▸ **Short exercise**
Print the following lines verbatim, beginning with the line that contains "Point out the stone" and ending with the line that contains "[(78, 175), (194, 45)]".

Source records
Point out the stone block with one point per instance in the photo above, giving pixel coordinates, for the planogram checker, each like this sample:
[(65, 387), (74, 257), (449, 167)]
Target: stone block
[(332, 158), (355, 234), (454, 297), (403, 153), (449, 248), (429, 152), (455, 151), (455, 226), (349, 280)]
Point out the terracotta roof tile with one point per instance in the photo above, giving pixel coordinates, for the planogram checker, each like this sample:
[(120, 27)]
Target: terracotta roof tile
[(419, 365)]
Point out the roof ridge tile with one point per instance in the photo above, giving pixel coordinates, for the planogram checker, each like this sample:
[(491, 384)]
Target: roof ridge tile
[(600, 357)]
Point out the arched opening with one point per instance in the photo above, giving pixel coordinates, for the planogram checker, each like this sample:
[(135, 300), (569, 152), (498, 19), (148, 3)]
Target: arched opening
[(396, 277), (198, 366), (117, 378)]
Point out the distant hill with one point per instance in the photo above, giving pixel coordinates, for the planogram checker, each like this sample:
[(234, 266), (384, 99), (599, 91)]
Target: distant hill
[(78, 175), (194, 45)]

--

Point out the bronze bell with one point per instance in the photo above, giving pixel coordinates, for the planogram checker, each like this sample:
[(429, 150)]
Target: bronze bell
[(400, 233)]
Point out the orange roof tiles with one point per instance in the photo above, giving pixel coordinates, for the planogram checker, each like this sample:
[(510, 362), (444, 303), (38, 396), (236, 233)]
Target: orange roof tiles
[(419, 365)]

▸ **Reply to the task**
Point out the stone block with one point per instance in the photo above, giving pixel coordinates, for the planogram checker, each like this sample:
[(65, 387), (74, 257), (449, 167)]
Target: stone block
[(332, 158), (355, 234), (454, 297), (403, 153), (449, 248), (429, 152), (455, 151), (455, 226), (349, 280)]
Point out the terracotta roof tile with one point per instance in the photo above, giving pixel coordinates, for the planogram checker, each like this sample:
[(120, 27)]
Target: terracotta roof tile
[(419, 365)]
Point out the roof ridge tile with one point per instance in the photo above, giving pixel coordinates, for the planogram checker, each like this sample:
[(491, 384)]
Target: roof ridge tile
[(600, 357)]
Point out the arched opening with one point per instance in the photo above, giving pixel coordinates, for the planogram checker, each like this sample:
[(135, 300), (569, 152), (498, 19), (148, 3)]
Target: arched opening
[(396, 277), (198, 366), (117, 378)]
Point out the distant hill with one point per instance in the photo above, giving pixel coordinates, for the planogram checker, each like this sample:
[(234, 266), (384, 99), (599, 91)]
Target: distant hill
[(78, 175), (194, 45)]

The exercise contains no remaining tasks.